**Problem description:** Set down, exactly as written, every line from the top of the records below to the line containing "rough mask: <svg", both ends included, and no others.

┌─ Materials provided

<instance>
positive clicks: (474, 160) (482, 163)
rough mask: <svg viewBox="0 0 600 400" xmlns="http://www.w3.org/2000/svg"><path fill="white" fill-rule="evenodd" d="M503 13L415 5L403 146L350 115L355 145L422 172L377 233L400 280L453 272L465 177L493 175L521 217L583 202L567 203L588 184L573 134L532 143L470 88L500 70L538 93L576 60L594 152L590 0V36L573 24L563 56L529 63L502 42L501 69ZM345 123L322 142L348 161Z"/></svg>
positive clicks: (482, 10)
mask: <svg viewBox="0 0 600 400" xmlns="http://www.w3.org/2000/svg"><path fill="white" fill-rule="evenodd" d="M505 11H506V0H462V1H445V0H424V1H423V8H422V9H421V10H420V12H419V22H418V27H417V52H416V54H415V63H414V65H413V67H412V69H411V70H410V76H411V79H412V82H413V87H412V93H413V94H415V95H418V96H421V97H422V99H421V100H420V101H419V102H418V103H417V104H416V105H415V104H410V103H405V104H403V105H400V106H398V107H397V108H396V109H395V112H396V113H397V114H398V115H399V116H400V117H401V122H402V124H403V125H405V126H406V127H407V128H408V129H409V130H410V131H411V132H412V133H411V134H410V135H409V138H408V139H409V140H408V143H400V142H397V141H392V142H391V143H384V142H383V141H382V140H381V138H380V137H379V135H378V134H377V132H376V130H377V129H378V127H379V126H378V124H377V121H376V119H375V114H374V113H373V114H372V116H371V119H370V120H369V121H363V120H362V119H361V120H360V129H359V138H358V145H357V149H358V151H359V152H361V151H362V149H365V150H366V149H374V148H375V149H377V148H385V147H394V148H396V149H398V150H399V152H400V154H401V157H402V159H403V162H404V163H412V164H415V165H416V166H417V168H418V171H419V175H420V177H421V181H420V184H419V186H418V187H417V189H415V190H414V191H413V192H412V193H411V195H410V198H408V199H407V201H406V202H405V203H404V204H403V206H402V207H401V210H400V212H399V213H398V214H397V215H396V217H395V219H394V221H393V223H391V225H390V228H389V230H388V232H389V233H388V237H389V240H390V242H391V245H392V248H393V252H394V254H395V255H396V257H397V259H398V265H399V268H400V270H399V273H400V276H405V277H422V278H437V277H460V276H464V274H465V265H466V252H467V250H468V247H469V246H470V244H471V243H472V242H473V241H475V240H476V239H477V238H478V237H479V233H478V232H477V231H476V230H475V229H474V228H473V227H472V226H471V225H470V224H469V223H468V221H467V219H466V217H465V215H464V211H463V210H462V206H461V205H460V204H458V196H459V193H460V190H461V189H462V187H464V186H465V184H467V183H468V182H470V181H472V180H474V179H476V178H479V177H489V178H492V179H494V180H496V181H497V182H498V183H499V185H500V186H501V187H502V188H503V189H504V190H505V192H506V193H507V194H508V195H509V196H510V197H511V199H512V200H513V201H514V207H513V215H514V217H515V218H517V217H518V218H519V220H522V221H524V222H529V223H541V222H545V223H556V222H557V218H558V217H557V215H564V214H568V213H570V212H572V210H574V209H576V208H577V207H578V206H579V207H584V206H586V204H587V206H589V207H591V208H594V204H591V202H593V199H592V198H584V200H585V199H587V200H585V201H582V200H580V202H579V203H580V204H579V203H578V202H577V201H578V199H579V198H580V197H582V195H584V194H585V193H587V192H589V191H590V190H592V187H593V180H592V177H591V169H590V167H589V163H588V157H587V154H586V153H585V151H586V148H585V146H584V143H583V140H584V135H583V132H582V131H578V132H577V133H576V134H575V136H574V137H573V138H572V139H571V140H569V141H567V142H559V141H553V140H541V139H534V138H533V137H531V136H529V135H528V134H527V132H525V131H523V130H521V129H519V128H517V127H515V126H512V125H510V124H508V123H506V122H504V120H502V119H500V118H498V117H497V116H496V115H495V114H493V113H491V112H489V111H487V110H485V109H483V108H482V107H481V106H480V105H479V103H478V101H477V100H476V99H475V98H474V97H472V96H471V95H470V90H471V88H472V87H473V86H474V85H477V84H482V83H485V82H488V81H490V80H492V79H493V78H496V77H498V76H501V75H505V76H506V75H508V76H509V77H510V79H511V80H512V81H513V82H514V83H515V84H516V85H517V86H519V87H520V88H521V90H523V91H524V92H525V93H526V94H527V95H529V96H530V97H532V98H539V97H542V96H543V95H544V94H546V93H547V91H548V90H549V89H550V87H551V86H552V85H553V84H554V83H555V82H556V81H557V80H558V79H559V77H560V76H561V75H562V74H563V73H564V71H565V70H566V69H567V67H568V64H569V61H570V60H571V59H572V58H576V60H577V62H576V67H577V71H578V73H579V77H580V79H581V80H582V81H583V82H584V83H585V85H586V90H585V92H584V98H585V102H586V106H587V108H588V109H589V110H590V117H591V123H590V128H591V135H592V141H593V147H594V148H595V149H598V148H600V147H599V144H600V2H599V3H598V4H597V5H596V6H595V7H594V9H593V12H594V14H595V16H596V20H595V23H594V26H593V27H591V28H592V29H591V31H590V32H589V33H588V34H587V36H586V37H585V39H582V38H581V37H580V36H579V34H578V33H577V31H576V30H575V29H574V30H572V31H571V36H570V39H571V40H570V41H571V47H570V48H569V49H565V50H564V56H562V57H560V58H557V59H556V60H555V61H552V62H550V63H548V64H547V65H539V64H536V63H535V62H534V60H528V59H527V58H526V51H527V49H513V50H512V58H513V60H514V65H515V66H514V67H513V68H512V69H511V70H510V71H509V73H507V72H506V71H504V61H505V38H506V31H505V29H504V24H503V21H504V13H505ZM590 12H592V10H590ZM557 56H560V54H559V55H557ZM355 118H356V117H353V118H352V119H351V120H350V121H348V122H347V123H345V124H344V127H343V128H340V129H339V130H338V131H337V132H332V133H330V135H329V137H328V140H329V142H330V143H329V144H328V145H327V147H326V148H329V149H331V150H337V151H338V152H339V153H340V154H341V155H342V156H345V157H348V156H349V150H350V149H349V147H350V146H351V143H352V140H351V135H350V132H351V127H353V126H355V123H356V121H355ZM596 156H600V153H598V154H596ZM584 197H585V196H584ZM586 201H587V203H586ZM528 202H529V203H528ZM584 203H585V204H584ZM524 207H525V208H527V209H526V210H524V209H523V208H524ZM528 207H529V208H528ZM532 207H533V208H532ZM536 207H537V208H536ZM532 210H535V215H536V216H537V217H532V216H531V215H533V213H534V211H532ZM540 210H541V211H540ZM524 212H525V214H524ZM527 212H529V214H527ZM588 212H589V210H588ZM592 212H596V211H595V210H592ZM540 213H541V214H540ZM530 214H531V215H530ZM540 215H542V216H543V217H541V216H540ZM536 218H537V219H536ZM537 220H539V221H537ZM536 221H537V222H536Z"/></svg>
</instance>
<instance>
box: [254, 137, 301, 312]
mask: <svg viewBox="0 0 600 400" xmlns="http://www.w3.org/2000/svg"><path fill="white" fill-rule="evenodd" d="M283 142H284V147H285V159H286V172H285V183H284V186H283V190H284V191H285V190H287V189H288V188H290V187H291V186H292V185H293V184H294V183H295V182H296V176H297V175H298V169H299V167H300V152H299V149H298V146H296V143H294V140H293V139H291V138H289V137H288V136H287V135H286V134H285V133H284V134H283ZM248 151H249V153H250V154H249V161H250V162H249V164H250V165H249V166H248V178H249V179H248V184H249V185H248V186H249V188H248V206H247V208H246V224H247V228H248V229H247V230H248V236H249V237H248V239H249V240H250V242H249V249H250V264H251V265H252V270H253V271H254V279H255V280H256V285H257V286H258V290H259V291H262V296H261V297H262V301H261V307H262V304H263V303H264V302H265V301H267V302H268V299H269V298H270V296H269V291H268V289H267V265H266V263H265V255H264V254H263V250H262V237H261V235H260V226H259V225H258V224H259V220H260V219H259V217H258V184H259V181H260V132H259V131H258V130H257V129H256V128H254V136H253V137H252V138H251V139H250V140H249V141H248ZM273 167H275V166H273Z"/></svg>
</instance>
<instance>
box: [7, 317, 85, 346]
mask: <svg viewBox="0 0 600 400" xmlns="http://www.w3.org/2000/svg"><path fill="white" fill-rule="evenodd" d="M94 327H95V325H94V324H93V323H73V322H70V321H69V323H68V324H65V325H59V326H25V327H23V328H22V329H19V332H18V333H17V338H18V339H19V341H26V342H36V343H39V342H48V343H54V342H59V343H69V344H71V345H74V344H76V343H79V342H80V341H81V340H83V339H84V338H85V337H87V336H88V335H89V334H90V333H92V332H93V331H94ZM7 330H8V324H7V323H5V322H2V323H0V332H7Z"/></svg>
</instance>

└─

**Finished task:**
<instance>
positive clicks: (474, 160) (482, 163)
rough mask: <svg viewBox="0 0 600 400" xmlns="http://www.w3.org/2000/svg"><path fill="white" fill-rule="evenodd" d="M503 13L415 5L403 146L350 115L355 145L422 172L377 233L400 280L453 272L465 177L493 175L521 217L583 202L567 203L588 184L573 134L532 143L470 88L500 70L538 93L576 60L594 152L590 0V36L573 24L563 56L529 63L502 42L501 69ZM345 123L322 142L348 161Z"/></svg>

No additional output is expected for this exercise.